WRITTEN PROBLEM: Convert the data into a numbered list, starting with the line that contains "Please give the outline of every instance of the banner." and going on through the line that contains "POLYGON ((31 93, 55", both included. Give each line as its own item and leave out blank lines.

THE INPUT:
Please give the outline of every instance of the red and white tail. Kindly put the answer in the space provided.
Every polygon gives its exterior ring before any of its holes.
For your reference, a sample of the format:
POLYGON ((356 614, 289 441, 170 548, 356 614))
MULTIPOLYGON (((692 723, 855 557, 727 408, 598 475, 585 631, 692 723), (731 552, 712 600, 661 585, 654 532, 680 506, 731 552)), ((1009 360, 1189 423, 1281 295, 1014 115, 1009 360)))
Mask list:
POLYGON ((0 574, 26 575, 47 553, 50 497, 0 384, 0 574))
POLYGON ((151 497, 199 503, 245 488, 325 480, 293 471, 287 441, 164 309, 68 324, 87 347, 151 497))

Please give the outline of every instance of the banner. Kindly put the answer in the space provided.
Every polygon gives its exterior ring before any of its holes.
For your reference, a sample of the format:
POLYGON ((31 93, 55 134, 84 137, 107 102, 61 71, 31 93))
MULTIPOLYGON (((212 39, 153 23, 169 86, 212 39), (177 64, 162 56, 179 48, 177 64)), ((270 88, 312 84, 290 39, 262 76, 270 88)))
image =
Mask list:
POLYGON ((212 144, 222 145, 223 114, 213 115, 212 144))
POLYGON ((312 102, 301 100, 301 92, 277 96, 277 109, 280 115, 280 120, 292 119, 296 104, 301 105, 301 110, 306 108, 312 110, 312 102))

WRITTEN REPLY:
1. Please give the outline of every instance of the banner. Kindly put the answer in the space provided.
2. Every polygon gives its exterior ring before any of its holes.
3. For your reference, a sample of the format:
4. POLYGON ((31 93, 55 134, 84 137, 107 102, 61 71, 31 93))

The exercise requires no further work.